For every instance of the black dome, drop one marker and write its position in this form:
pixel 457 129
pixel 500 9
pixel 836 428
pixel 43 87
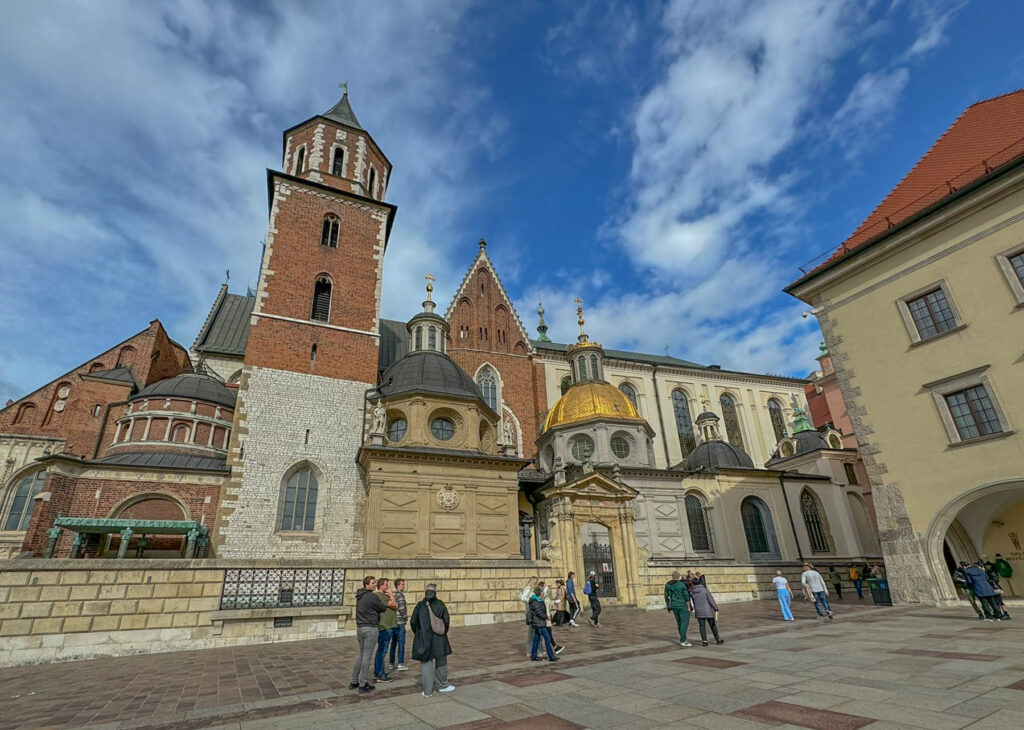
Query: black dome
pixel 190 386
pixel 716 455
pixel 428 372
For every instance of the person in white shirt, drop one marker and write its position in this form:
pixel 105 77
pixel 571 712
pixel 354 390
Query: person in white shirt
pixel 784 595
pixel 816 585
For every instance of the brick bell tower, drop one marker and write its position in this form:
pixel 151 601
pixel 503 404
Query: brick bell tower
pixel 311 353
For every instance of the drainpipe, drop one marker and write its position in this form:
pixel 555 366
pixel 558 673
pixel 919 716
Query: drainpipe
pixel 788 512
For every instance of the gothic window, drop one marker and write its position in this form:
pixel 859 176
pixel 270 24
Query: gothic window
pixel 20 507
pixel 731 419
pixel 777 422
pixel 684 425
pixel 322 300
pixel 329 235
pixel 299 509
pixel 810 508
pixel 487 384
pixel 758 527
pixel 631 393
pixel 696 517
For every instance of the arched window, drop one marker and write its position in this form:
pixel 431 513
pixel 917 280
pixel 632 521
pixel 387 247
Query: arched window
pixel 487 384
pixel 631 393
pixel 696 516
pixel 329 235
pixel 758 528
pixel 684 425
pixel 20 507
pixel 731 419
pixel 322 300
pixel 810 508
pixel 777 422
pixel 299 509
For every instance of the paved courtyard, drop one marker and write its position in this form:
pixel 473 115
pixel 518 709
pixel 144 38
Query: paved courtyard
pixel 876 668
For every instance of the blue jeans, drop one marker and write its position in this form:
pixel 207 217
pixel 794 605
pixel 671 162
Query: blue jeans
pixel 821 600
pixel 383 639
pixel 546 633
pixel 398 642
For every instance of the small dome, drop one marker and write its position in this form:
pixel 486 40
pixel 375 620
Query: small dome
pixel 589 400
pixel 428 372
pixel 717 455
pixel 190 386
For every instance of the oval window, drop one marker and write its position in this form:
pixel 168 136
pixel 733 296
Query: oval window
pixel 396 429
pixel 442 429
pixel 583 448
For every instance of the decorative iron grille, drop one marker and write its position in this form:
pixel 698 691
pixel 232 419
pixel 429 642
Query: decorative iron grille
pixel 285 588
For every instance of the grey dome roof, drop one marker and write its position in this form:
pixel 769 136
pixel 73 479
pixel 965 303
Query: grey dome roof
pixel 716 455
pixel 428 372
pixel 190 386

Requirement
Only the lines from the one that contains "For every instance of the paved" to the end of the data should be output, exactly as they appear.

Solution below
For every instance of the paved courtyard, drop one marker and write its position in this form:
pixel 473 115
pixel 518 709
pixel 144 38
Query: paved courtyard
pixel 876 668
For every instance of the blue jeans, drop one marker and write its position in this form:
pixel 207 217
pixel 794 605
pixel 671 162
Query: blue jeans
pixel 821 600
pixel 383 639
pixel 546 633
pixel 398 642
For every instance of the small dome, drop one marker and write its position in this form:
pixel 486 40
pixel 375 620
Query: small dome
pixel 589 400
pixel 428 372
pixel 717 455
pixel 190 386
For every instance of the oval window, drop one marker and write its position in this form:
pixel 168 136
pixel 733 296
Query: oval window
pixel 396 429
pixel 442 429
pixel 583 448
For every instance of the decorative iron grille, drop one marker and write its position in this form:
pixel 698 691
pixel 232 419
pixel 429 642
Query: decorative iron grille
pixel 285 588
For every instance of the grey dome roof, drop one marker and write its position in this form:
pixel 769 136
pixel 73 479
pixel 965 303
Query: grey dome roof
pixel 716 455
pixel 428 372
pixel 190 386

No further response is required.